→ **Exercise aim**
The lines you return must be all those in the data that hold the string "confirm".

→ **Data extracted from a collection**
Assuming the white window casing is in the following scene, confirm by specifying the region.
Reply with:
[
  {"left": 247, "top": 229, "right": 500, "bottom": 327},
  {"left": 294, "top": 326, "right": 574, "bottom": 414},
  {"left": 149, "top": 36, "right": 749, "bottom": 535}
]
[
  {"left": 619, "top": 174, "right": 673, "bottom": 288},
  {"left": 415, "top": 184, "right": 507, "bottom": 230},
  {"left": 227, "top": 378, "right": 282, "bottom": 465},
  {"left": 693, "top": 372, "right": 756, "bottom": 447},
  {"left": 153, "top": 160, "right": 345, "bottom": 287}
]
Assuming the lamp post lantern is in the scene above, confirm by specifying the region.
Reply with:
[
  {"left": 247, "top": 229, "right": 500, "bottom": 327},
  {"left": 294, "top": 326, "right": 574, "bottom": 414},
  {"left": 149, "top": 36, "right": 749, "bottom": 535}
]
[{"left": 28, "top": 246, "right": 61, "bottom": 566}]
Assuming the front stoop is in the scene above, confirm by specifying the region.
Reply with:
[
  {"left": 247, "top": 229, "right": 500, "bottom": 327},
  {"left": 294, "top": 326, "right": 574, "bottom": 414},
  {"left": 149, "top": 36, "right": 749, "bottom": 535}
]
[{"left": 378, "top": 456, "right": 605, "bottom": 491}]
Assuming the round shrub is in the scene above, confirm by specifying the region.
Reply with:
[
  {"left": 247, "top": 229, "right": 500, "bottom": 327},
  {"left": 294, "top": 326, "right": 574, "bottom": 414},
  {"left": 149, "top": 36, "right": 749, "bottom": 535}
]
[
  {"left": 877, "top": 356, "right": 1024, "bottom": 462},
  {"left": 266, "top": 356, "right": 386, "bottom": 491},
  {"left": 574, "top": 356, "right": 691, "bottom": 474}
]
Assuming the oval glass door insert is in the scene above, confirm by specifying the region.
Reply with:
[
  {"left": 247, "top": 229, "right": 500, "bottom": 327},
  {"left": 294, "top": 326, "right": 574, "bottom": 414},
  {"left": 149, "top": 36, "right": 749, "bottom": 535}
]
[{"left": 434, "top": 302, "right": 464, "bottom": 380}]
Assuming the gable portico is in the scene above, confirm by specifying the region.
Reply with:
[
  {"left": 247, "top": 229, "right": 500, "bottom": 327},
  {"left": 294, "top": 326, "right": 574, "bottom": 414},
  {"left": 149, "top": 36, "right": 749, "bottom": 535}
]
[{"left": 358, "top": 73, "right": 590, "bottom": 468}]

→ **Answer to this exercise**
Assuming the white window casing is in the following scene, confirm by specifying the region.
Assuming the lamp post lantern is in the scene above, confirm by specifying the region.
Assuming the front stoop is in the scene above, confirm by specifying the region.
Assuming the round shrub is in the scene above, confirm by specifying the region.
Assuming the oval glass door insert is in the scene above, confirm by specifying the region.
Assuming the gable portico is in the scene above, confirm by specifying the region.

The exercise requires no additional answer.